**What you should do:**
A faithful copy of all the data below, please; leave no line out.

**Records from a data source:**

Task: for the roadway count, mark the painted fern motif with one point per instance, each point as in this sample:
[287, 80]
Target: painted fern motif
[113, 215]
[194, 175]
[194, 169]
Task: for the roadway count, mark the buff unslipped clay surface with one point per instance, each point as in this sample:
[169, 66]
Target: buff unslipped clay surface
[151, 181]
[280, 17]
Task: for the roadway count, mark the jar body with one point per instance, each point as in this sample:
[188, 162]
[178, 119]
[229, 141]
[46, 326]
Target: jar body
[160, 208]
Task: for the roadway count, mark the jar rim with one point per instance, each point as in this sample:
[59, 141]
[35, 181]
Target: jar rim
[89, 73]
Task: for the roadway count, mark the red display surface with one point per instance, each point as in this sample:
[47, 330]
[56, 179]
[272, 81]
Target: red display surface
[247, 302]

**Final answer:**
Task: for the roadway count, mark the painted fern motif with one point per instance, each point as in this sample:
[287, 80]
Target: painted fern motif
[113, 215]
[194, 175]
[194, 169]
Task: for the roadway count, mark the buff unslipped clay surface with one point per instance, each point as in this sample:
[169, 66]
Target: buff unslipped clay surface
[151, 181]
[280, 17]
Task: for the roadway count, mark the jar body with one point per instance, each point as in this sample:
[188, 162]
[178, 119]
[229, 141]
[46, 326]
Target: jar body
[160, 208]
Task: for the roadway count, mark the jar rim with one point per instance, each point as in this sample:
[59, 141]
[35, 181]
Target: jar rim
[89, 73]
Task: for the roadway count, mark the red display surface with one point per instance, each point as in this sample:
[47, 330]
[56, 179]
[272, 81]
Target: red display surface
[247, 302]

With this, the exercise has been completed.